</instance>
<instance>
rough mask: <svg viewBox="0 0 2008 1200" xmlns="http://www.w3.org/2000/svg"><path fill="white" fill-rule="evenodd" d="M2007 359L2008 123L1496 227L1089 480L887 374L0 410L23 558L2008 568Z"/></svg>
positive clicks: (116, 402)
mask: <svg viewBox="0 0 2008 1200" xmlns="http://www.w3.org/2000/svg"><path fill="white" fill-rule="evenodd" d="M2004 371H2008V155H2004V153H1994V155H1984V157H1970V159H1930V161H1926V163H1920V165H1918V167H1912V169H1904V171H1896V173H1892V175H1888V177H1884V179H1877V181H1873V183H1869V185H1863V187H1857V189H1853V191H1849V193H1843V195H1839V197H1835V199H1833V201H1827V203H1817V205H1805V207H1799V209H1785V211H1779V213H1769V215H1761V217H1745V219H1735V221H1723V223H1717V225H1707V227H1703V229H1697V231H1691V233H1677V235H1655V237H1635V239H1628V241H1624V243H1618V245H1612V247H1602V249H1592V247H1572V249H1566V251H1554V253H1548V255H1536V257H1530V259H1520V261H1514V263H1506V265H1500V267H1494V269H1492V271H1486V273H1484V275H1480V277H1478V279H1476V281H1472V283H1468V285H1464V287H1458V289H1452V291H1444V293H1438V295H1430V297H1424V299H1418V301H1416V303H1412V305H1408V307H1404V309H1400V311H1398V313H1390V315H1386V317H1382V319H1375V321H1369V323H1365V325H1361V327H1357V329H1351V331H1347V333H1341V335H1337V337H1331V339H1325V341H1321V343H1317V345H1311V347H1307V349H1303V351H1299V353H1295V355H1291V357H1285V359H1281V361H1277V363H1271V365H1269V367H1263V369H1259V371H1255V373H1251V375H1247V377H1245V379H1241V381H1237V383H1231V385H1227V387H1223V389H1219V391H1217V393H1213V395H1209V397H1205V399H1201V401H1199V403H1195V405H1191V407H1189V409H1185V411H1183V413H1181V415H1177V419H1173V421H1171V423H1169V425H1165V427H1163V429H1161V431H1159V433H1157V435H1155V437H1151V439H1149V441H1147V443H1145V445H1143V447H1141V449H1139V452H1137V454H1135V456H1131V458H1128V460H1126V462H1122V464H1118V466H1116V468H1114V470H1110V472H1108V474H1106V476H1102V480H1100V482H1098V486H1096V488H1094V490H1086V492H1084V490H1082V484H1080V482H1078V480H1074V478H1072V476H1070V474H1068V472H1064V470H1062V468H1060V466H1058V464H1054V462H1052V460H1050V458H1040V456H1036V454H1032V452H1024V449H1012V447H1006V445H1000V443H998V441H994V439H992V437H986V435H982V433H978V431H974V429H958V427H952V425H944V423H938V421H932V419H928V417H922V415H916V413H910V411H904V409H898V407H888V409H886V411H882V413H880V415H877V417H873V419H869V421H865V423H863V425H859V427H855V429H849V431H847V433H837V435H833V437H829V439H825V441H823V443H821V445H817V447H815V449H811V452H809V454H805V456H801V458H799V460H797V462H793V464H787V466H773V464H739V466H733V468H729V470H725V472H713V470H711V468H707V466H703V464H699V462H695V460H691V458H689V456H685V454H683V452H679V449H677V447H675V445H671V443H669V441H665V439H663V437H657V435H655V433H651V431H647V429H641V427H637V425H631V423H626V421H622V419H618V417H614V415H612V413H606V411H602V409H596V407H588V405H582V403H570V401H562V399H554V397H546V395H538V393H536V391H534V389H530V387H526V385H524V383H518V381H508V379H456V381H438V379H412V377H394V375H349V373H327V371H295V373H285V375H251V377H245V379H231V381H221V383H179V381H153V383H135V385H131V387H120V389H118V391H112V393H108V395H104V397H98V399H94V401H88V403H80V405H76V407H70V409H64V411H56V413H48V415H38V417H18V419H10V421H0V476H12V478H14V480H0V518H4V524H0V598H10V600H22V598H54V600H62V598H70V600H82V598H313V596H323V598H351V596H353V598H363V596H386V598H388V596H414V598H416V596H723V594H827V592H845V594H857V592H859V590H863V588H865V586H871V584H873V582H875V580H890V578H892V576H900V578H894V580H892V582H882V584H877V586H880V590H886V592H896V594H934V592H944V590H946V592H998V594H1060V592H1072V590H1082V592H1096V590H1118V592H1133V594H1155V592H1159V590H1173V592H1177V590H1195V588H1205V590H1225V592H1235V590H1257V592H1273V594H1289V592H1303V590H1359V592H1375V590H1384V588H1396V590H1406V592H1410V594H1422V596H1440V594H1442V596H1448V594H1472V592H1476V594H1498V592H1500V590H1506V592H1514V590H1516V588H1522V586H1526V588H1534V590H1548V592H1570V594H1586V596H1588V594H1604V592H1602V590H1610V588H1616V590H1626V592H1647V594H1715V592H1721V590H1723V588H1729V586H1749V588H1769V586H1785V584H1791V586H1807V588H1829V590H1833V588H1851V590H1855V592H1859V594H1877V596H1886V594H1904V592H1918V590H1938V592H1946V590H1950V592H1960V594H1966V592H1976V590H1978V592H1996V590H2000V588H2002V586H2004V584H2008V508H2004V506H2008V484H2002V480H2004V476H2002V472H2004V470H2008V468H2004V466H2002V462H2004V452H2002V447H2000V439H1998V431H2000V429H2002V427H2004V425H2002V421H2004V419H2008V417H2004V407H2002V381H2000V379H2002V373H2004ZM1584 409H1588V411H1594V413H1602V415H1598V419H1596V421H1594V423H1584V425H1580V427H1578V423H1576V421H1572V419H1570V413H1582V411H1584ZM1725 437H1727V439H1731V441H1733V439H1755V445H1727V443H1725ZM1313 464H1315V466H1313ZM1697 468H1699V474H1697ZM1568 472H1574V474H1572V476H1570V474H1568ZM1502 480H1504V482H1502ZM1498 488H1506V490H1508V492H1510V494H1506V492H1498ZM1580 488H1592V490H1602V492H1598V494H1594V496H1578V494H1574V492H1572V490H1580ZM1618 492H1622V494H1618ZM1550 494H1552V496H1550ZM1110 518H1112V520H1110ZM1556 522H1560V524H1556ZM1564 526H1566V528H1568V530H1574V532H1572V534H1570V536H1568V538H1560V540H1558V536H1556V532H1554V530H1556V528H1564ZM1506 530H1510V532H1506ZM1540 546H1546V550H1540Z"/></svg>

• • • •

• WORK INSTRUCTIONS: Reproduce the entries above line for line, without changing a single character.

• WORKED SOLUTION:
</instance>
<instance>
rough mask: <svg viewBox="0 0 2008 1200" xmlns="http://www.w3.org/2000/svg"><path fill="white" fill-rule="evenodd" d="M2007 359L2008 123L1496 227L1089 480L887 374L0 410L23 558L2008 568Z"/></svg>
positive clicks: (116, 402)
mask: <svg viewBox="0 0 2008 1200" xmlns="http://www.w3.org/2000/svg"><path fill="white" fill-rule="evenodd" d="M2004 371H2008V155H2004V153H1994V155H1984V157H1970V159H1930V161H1926V163H1920V165H1918V167H1912V169H1904V171H1896V173H1892V175H1888V177H1884V179H1877V181H1873V183H1869V185H1863V187H1857V189H1853V191H1849V193H1843V195H1839V197H1835V199H1833V201H1827V203H1817V205H1805V207H1799V209H1785V211H1779V213H1769V215H1761V217H1745V219H1735V221H1723V223H1717V225H1707V227H1703V229H1697V231H1691V233H1677V235H1655V237H1635V239H1628V241H1624V243H1618V245H1612V247H1602V249H1592V247H1572V249H1566V251H1554V253H1548V255H1536V257H1530V259H1520V261H1514V263H1506V265H1500V267H1494V269H1492V271H1486V273H1484V275H1480V277H1478V279H1476V281H1472V283H1468V285H1464V287H1458V289H1452V291H1444V293H1438V295H1430V297H1424V299H1418V301H1416V303H1412V305H1408V307H1404V309H1400V311H1398V313H1390V315H1386V317H1382V319H1375V321H1369V323H1365V325H1361V327H1357V329H1351V331H1347V333H1341V335H1337V337H1331V339H1325V341H1321V343H1317V345H1311V347H1307V349H1303V351H1299V353H1295V355H1291V357H1285V359H1281V361H1277V363H1271V365H1269V367H1263V369H1259V371H1255V373H1251V375H1247V377H1245V379H1241V381H1237V383H1231V385H1227V387H1223V389H1219V391H1217V393H1213V395H1209V397H1205V399H1201V401H1199V403H1195V405H1191V407H1189V409H1185V411H1183V413H1181V415H1177V419H1173V421H1171V423H1169V425H1165V427H1163V429H1161V431H1159V433H1157V435H1155V437H1151V439H1149V441H1147V443H1145V445H1143V447H1141V449H1139V452H1137V454H1135V456H1131V458H1128V460H1126V462H1122V464H1118V466H1116V468H1114V470H1110V472H1108V474H1106V476H1102V480H1100V482H1098V486H1096V488H1094V490H1086V492H1084V490H1082V484H1080V482H1078V480H1074V478H1072V476H1070V474H1068V472H1064V470H1062V468H1060V466H1058V464H1054V462H1052V460H1050V458H1040V456H1036V454H1032V452H1024V449H1012V447H1006V445H1000V443H998V441H994V439H992V437H986V435H982V433H978V431H974V429H958V427H952V425H944V423H938V421H932V419H928V417H922V415H916V413H910V411H904V409H898V407H888V409H886V411H882V413H880V415H877V417H873V419H869V421H865V423H863V425H859V427H855V429H849V431H847V433H837V435H833V437H829V439H825V441H823V443H821V445H817V447H815V449H811V452H809V454H805V456H801V458H799V460H797V462H793V464H787V466H773V464H739V466H733V468H729V470H725V472H713V470H711V468H707V466H703V464H699V462H695V460H691V458H689V456H685V454H683V452H679V449H677V447H675V445H671V443H669V441H665V439H663V437H657V435H655V433H651V431H647V429H641V427H637V425H631V423H626V421H622V419H618V417H614V415H612V413H606V411H602V409H596V407H588V405H582V403H570V401H562V399H554V397H546V395H538V393H536V391H534V389H530V387H526V385H524V383H518V381H508V379H456V381H438V379H412V377H394V375H349V373H327V371H295V373H285V375H251V377H245V379H231V381H221V383H179V381H153V383H135V385H131V387H120V389H118V391H112V393H108V395H104V397H98V399H94V401H88V403H80V405H76V407H70V409H64V411H56V413H48V415H38V417H18V419H10V421H0V476H12V478H14V480H0V518H4V524H0V598H10V600H22V598H54V600H62V598H70V600H82V598H313V596H323V598H351V596H353V598H363V596H386V598H388V596H414V598H416V596H723V594H827V592H845V594H857V592H859V590H863V588H865V586H871V584H873V582H875V580H890V578H892V576H900V578H894V580H892V582H882V584H877V586H880V590H886V592H896V594H934V592H944V590H946V592H998V594H1060V592H1072V590H1082V592H1096V590H1118V592H1133V594H1155V592H1159V590H1173V592H1177V590H1195V588H1205V590H1225V592H1235V590H1257V592H1273V594H1289V592H1303V590H1359V592H1375V590H1384V588H1396V590H1406V592H1410V594H1422V596H1440V594H1442V596H1448V594H1472V592H1476V594H1498V592H1500V590H1506V592H1514V590H1516V588H1522V586H1526V588H1534V590H1548V592H1570V594H1586V596H1588V594H1604V592H1602V590H1610V588H1616V590H1626V592H1647V594H1715V592H1721V590H1723V588H1729V586H1749V588H1769V586H1785V584H1791V586H1807V588H1829V590H1833V588H1851V590H1855V592H1859V594H1877V596H1886V594H1904V592H1918V590H1938V592H1946V590H1950V592H1960V594H1966V592H1976V590H1978V592H1996V590H2000V588H2002V586H2004V584H2008V508H2004V506H2008V484H2002V480H2004V476H2002V472H2004V470H2008V468H2004V466H2002V462H2004V452H2002V447H2000V439H1998V431H2000V429H2002V427H2004V425H2002V421H2004V419H2008V417H2004V407H2002V381H2000V379H2002V373H2004ZM1584 409H1588V411H1594V413H1602V415H1598V419H1596V421H1594V423H1584V425H1580V427H1578V423H1576V421H1572V419H1570V413H1582V411H1584ZM1725 437H1727V439H1731V441H1733V439H1755V445H1727V443H1725ZM1313 464H1315V466H1313ZM1697 468H1699V474H1697ZM1568 472H1574V474H1572V476H1570V474H1568ZM1502 480H1504V482H1502ZM1498 488H1506V490H1508V492H1510V494H1506V492H1498ZM1580 488H1592V490H1602V492H1598V494H1594V496H1578V494H1574V492H1572V490H1580ZM1618 492H1622V494H1618ZM1550 494H1552V496H1550ZM1110 518H1112V520H1110ZM1556 522H1560V524H1556ZM1564 526H1566V528H1568V530H1574V532H1572V534H1570V536H1568V538H1560V540H1558V536H1556V532H1554V530H1556V528H1564ZM1506 530H1510V532H1506ZM1540 546H1546V550H1540Z"/></svg>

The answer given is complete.